> [Goal of the exercise]: Retype each entry below exactly as it stands.

-- Data for the task start --

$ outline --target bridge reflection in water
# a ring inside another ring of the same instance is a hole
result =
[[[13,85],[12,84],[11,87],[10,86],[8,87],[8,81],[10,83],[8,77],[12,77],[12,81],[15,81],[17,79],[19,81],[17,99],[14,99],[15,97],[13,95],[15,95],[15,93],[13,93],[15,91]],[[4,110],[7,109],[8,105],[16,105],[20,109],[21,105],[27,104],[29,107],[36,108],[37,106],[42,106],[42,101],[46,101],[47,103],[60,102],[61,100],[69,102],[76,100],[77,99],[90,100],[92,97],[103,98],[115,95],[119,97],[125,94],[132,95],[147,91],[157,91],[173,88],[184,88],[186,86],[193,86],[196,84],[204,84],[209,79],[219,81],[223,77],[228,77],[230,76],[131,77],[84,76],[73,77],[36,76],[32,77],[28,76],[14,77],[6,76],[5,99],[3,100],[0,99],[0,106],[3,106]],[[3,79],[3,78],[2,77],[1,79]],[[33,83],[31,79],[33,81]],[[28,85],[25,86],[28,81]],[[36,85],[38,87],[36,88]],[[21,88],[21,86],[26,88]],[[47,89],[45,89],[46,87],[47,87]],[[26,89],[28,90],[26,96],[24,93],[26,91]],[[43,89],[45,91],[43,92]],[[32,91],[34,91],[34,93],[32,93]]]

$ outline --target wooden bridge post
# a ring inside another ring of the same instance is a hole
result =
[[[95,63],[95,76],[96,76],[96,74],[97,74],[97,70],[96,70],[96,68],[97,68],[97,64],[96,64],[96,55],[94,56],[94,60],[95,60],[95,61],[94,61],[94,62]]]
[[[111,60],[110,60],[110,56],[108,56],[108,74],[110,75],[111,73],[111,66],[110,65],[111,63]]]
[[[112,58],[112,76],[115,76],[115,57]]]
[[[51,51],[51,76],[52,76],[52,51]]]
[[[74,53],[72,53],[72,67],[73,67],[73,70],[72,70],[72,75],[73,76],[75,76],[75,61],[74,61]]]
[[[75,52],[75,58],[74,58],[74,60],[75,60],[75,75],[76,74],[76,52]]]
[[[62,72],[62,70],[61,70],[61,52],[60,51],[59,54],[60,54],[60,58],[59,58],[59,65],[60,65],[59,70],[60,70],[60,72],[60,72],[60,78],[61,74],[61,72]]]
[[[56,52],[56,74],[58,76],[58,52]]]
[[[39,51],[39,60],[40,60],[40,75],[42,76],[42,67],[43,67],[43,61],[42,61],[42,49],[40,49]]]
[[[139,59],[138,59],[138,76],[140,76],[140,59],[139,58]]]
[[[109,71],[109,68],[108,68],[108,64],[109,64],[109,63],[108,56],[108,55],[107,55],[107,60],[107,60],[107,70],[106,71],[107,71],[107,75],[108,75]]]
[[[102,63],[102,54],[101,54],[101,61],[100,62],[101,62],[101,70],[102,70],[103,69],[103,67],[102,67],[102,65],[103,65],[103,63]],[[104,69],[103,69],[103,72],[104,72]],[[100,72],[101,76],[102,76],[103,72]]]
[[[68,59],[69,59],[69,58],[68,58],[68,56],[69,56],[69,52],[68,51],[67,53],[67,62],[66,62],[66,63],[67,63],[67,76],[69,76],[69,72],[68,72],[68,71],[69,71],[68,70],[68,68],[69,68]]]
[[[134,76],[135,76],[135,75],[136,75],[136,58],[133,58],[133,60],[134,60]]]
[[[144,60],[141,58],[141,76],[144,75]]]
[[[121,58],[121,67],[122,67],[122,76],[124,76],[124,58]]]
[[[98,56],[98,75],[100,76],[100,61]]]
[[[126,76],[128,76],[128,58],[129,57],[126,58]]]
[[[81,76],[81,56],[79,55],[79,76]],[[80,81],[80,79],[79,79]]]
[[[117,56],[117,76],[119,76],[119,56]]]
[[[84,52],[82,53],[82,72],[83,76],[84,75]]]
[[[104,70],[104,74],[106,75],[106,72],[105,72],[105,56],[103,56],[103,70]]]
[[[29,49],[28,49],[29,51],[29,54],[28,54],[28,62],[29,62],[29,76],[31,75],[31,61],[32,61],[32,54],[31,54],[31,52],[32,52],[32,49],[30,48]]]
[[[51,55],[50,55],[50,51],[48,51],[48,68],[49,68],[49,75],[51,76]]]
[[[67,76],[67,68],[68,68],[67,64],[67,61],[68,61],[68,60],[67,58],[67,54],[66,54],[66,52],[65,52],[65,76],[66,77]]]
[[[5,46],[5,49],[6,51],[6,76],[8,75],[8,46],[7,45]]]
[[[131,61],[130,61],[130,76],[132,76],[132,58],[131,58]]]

-- Data for the task end --

> [Response for this exercise]:
$ outline --target bridge reflection in water
# a ring inside another ring of the same instance is a hole
result =
[[[13,85],[12,84],[11,87],[10,86],[8,87],[8,81],[10,83],[8,77],[12,77],[12,81],[15,81],[17,79],[19,81],[17,99],[14,99],[15,97],[13,95],[15,95],[15,93],[13,93],[15,91]],[[4,110],[7,109],[8,105],[16,105],[20,109],[21,105],[27,104],[29,107],[36,108],[37,106],[42,106],[42,101],[46,101],[47,103],[60,102],[61,100],[69,102],[76,100],[77,99],[90,100],[92,97],[103,98],[115,95],[119,97],[125,94],[132,95],[147,91],[157,91],[173,88],[184,88],[186,86],[193,86],[196,84],[204,84],[209,79],[219,81],[223,77],[228,77],[230,76],[131,77],[84,76],[73,77],[36,76],[32,77],[28,76],[14,77],[6,76],[5,99],[3,100],[0,99],[0,106],[3,106]],[[3,79],[3,78],[2,77],[1,79]],[[33,83],[31,79],[33,81]],[[28,85],[25,86],[28,81]],[[36,85],[38,87],[36,88]],[[21,88],[21,86],[26,88]],[[47,89],[45,89],[46,87],[47,87]],[[26,89],[28,90],[26,96],[24,93],[26,91]],[[43,89],[45,91],[43,92]],[[32,91],[34,91],[34,93],[32,93]]]

$ outline --target wooden bridge post
# a ring inside another ring of the same instance is a hole
result =
[[[95,63],[95,76],[96,76],[96,74],[97,74],[97,70],[96,70],[96,68],[97,68],[97,64],[96,64],[96,55],[94,56],[94,60],[95,60],[95,61],[94,61],[94,62]]]
[[[111,60],[110,60],[110,56],[108,56],[108,74],[110,75],[111,73],[111,66],[110,65],[111,63]]]
[[[112,58],[112,76],[115,76],[115,57]]]
[[[51,51],[51,76],[52,76],[52,51]]]
[[[74,53],[72,53],[72,67],[73,67],[73,70],[72,70],[72,75],[73,76],[75,76],[75,61],[74,61]]]
[[[75,52],[75,58],[74,58],[74,60],[75,60],[75,75],[76,74],[76,52]]]
[[[62,72],[62,70],[61,70],[61,52],[60,51],[59,54],[60,54],[60,58],[59,58],[59,65],[60,65],[59,70],[60,70],[60,72],[60,72],[60,78],[61,74],[61,72]]]
[[[56,52],[56,74],[58,76],[58,52]]]
[[[39,51],[39,60],[40,60],[40,75],[42,76],[42,67],[43,67],[43,61],[42,61],[42,49],[40,49]]]
[[[139,59],[138,59],[138,76],[140,76],[140,59],[139,58]]]
[[[109,71],[109,68],[108,68],[108,64],[109,64],[109,63],[108,56],[108,55],[107,55],[107,60],[107,60],[107,70],[106,71],[107,71],[107,75],[108,75]]]
[[[102,63],[102,54],[101,54],[101,61],[100,62],[101,62],[101,70],[102,70],[103,69],[103,67],[102,67],[102,65],[103,65],[103,63]],[[104,69],[103,69],[103,72],[104,72]],[[100,72],[101,76],[102,76],[103,72]]]
[[[68,59],[69,59],[69,58],[68,58],[68,56],[69,56],[69,52],[68,51],[67,53],[67,62],[66,62],[66,63],[67,63],[67,76],[69,76],[69,72],[68,72],[68,71],[69,71],[68,70],[68,68],[69,68]]]
[[[134,76],[135,76],[135,75],[136,75],[136,58],[133,58],[133,60],[134,60]]]
[[[144,60],[141,58],[141,76],[144,75]]]
[[[121,58],[121,67],[122,67],[122,76],[124,76],[124,58]]]
[[[98,56],[98,75],[100,76],[100,61]]]
[[[126,76],[128,76],[128,58],[129,57],[126,58]]]
[[[81,76],[81,56],[79,55],[79,76]],[[80,81],[80,79],[79,79]]]
[[[117,56],[117,76],[119,76],[119,56]]]
[[[84,52],[82,53],[82,72],[83,76],[84,75]]]
[[[104,70],[104,74],[106,75],[106,72],[105,72],[105,56],[103,56],[103,70]]]
[[[29,49],[28,49],[29,51],[29,54],[28,54],[28,62],[29,62],[29,76],[31,75],[31,61],[32,61],[32,54],[31,54],[31,52],[32,52],[32,49],[30,48]]]
[[[51,55],[50,55],[50,51],[48,51],[48,68],[49,68],[49,75],[51,76]]]
[[[67,76],[67,68],[68,68],[67,64],[67,61],[68,61],[68,60],[67,58],[67,54],[66,54],[66,52],[65,52],[65,76],[66,77]]]
[[[5,46],[5,49],[6,51],[6,76],[8,75],[8,46],[7,45]]]
[[[131,61],[130,61],[130,76],[132,76],[132,58],[131,58]]]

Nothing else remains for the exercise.